По сути единственными, кого Господь в чем-то действительно винит, оказываются фарисеи. «Горе вам, книжники и фарисеи» (Лк. 11: 44), – эта фраза звучит рефреном всех Евангелий. И добавляется еще одно слово: лицемеры.
Ложь, лукавство, лицемерие, двоедушие. Наверное, иной раз мы и не замечаем, как допускаем что-то из этого, а кто-то и привык так жить – и отдельные люди, и целые группы. Произнести льстивые слова, чтобы обеспечить себе чью-то приязнь, промолчать там, где стоило бы остановить кое-кого в его издевательстве над слабым, а то и поддержать подлеца в его низком поступке – хотя внутри все кричит, что так нельзя, ведь большинство из нас в детстве учили добру… Знать, как правильно, а сказать или поступить совсем иначе. Учить детей на словах одному, а на деле другому. Солгать или притвориться ради манипуляции, ради корысти. Казалось бы – бытовые грехи. А они, оказываются, потрясают основы мироздания и рвут на части нашу душу и нашу жизнь. Именно о «двоящемся» – будь то мысли, поступки или слова – предупреждает нас Господь как о самом-самом страшном. «Человек с двоящимися мыслями не тверд во всех путях своих» (Иак. 1:8), «Никто, возложивший руку свою на плуг и озирающийся назад, не благонадежен для Царства Божьего» (Лк 9:62) – слышим мы. Фарисеи страшны именно этим: войдя в сокровищницу, и сами не воспользовались – и не дали воспользоваться сокровищем другим людям (ср. МФ.23-13), зная Божие – учат человеческому, зная о том, что человек без Бога нищ – кичатся и надмеваются своим знанием закона: «Горе вам, книжники и фарисеи, лицемеры, что обходите море и сушу, дабы обратить хотя одного; и когда это случится, делаете его сыном геенны, вдвое худшим вас» (Мф. 23:15).

- _Короткое задание 1_: Найдите в записях все строки, где встречается слово «leaf», и перепишите их. Регистр букв учитывается.
Текст и записи взяты из разных источников.

- _Исходные записи_:
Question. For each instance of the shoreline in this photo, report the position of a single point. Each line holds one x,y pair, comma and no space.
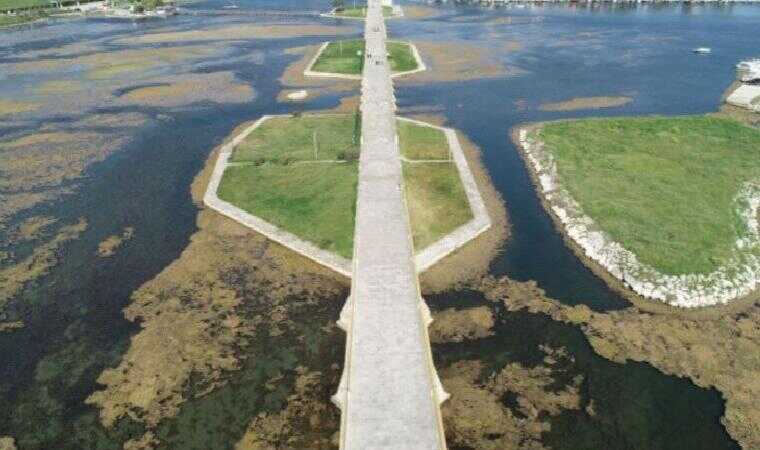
613,282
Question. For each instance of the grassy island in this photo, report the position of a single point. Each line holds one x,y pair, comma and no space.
434,192
345,57
300,173
665,188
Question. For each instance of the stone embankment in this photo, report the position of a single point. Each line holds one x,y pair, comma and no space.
738,278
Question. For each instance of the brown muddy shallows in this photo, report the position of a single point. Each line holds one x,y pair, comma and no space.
716,348
195,316
237,32
580,103
111,244
304,415
219,87
16,274
109,64
147,441
7,443
457,61
476,416
454,325
58,87
41,166
8,107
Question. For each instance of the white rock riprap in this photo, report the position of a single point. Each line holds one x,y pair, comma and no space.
738,278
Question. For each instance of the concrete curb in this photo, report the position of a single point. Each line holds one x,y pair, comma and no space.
480,222
291,241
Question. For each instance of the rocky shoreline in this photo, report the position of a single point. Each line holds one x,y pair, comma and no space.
732,281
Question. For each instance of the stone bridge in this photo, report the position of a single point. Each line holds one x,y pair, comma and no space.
389,394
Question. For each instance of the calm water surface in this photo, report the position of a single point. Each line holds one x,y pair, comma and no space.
77,309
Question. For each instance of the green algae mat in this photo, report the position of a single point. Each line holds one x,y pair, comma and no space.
346,56
665,188
301,174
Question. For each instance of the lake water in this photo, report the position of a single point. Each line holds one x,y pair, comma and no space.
73,316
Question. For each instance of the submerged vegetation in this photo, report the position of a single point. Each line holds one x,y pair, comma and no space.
665,188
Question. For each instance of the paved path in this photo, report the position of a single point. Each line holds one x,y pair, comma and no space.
390,392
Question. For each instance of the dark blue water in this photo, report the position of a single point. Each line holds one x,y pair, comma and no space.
642,52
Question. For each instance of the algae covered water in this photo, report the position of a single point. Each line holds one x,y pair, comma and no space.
83,83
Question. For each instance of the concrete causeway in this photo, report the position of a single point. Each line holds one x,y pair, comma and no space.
390,393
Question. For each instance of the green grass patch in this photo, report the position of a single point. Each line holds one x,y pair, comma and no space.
273,175
343,57
362,12
436,200
435,196
313,201
290,139
401,57
665,188
420,142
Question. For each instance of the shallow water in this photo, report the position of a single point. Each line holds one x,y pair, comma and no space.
635,405
74,317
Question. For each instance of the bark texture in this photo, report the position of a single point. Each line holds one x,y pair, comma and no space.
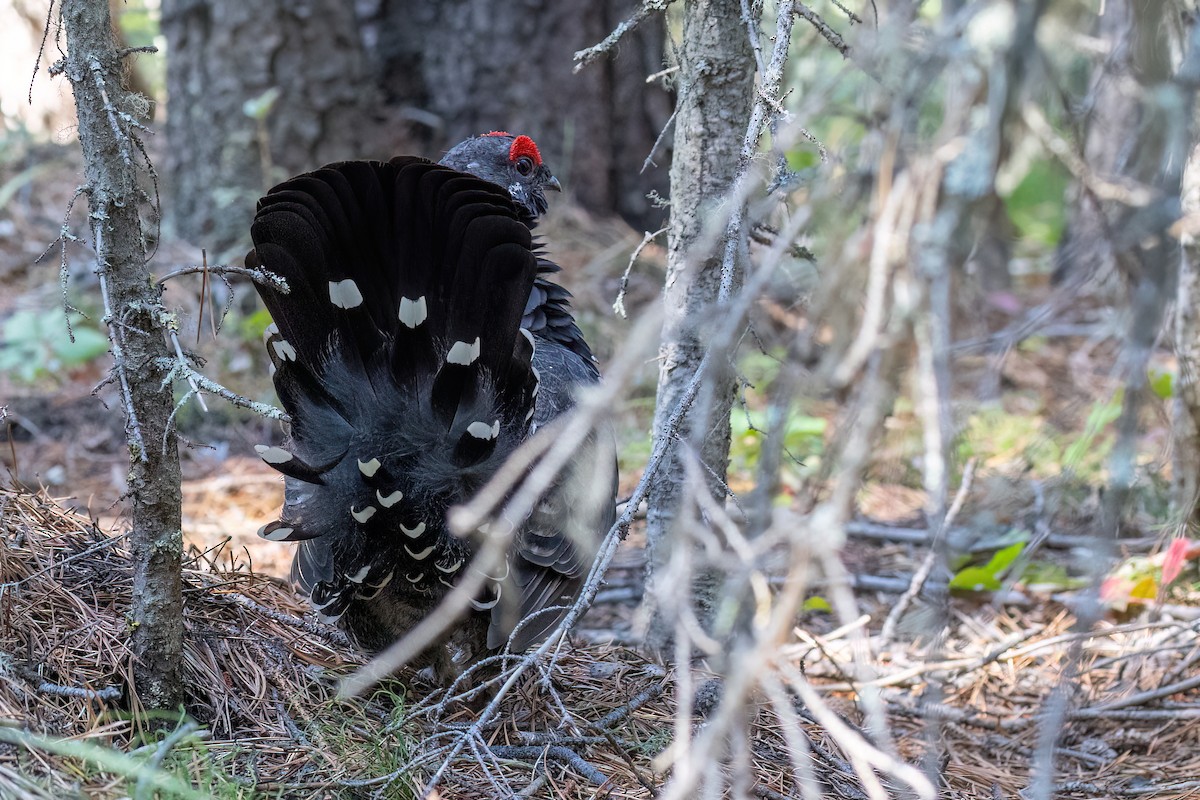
481,65
226,53
715,96
136,330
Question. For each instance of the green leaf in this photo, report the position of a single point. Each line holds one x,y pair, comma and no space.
1162,382
989,576
816,603
1036,205
257,108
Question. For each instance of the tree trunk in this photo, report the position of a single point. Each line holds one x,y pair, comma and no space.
1186,408
135,317
1121,134
225,54
483,65
717,91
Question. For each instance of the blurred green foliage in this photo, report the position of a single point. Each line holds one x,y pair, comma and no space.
35,344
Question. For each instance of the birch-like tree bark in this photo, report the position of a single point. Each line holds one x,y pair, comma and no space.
717,74
136,322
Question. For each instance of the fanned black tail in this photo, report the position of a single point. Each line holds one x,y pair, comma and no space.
400,355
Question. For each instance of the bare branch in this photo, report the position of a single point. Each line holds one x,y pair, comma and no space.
587,55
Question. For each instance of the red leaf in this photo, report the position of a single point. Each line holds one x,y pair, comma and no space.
1176,557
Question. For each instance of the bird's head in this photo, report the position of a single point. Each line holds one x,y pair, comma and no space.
511,162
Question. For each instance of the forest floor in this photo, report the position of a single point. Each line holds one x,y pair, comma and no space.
264,717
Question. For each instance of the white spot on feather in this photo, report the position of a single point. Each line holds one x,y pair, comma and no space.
484,431
273,455
462,353
421,555
345,294
389,500
413,312
277,535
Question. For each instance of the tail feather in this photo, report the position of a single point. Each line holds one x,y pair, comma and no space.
399,355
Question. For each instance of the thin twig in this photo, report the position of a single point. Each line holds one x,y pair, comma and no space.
587,55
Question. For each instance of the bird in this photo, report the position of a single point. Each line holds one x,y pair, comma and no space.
423,337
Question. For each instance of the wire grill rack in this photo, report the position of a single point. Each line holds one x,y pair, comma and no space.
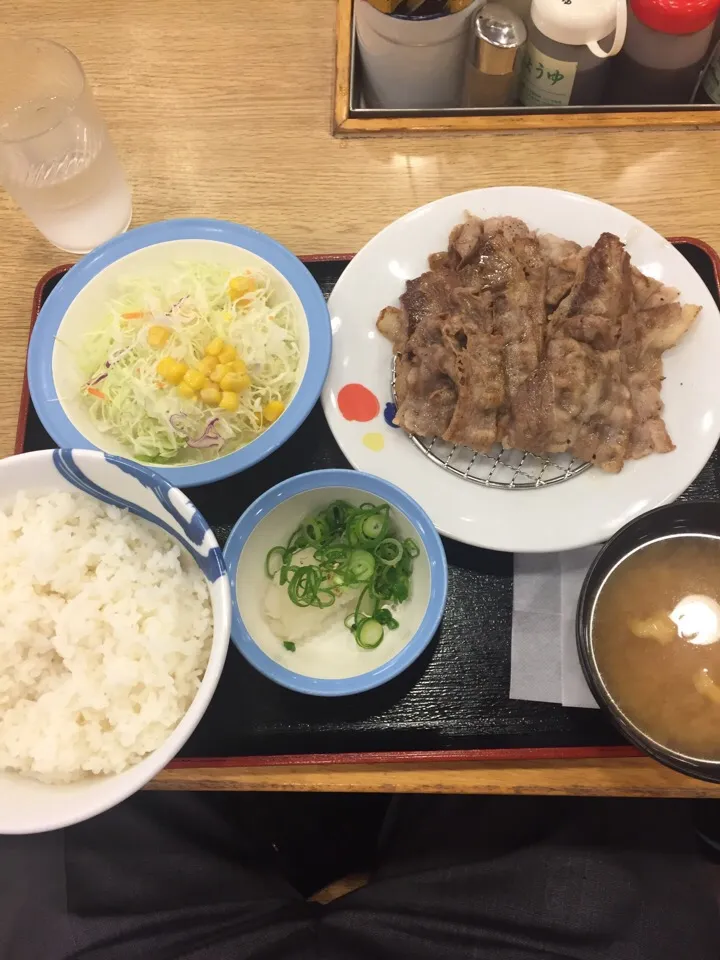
500,468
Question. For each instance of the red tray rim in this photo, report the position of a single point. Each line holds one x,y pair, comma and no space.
517,754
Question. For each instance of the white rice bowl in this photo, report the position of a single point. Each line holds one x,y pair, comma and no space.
47,766
105,635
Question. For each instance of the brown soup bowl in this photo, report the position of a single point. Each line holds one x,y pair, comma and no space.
666,522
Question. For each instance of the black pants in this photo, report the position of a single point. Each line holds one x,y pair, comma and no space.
193,876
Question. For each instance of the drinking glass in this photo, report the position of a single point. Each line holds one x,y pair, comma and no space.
56,158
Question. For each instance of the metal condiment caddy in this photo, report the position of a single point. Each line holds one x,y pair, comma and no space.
353,116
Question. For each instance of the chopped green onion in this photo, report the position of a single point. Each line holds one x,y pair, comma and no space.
389,551
361,566
411,548
370,634
351,547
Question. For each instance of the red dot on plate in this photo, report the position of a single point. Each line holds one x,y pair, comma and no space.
356,402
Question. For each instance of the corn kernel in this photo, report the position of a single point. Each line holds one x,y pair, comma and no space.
158,335
235,381
171,370
239,286
272,410
186,391
211,395
207,365
229,400
194,379
214,347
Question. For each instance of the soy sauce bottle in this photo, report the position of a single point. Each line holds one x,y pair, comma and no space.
569,43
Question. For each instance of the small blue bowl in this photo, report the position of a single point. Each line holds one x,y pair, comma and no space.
72,309
271,519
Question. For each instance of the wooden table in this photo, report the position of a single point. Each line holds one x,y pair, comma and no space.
224,110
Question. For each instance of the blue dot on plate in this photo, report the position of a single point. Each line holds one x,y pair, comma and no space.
389,414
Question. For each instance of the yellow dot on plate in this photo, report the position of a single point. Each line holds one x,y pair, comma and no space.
374,441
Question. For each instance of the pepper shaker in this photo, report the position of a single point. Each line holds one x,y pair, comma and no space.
497,36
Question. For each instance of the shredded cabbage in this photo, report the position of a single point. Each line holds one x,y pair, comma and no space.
148,416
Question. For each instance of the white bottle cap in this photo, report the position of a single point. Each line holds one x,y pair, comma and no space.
574,21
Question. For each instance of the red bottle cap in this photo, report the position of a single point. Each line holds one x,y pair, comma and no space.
676,16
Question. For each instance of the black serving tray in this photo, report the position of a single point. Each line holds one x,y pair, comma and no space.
450,704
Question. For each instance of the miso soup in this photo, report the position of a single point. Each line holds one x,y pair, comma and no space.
656,637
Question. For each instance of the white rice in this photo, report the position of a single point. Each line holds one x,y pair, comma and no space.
105,632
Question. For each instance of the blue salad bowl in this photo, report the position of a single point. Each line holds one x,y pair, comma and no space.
329,663
79,305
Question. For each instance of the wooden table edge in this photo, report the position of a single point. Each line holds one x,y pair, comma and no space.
616,777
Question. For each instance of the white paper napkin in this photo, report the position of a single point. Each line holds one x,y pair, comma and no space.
544,663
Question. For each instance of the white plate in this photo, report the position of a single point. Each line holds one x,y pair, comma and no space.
586,509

- _Короткое задание 2_: Какое слово, согласно тексту, добавляется к фразе «Горе вам, книжники и фарисеи»?

- _Ответ к заданию 1_:
Question. For each instance of the green leaf in this photo, report the position of a single point. Each line holds one x,y pair, comma and no space.
Question. For each instance of the red leaf in this photo, report the position of a single point. Each line holds one x,y pair, comma and no space.

- _Ответ к заданию 2_: Слово «лицемеры».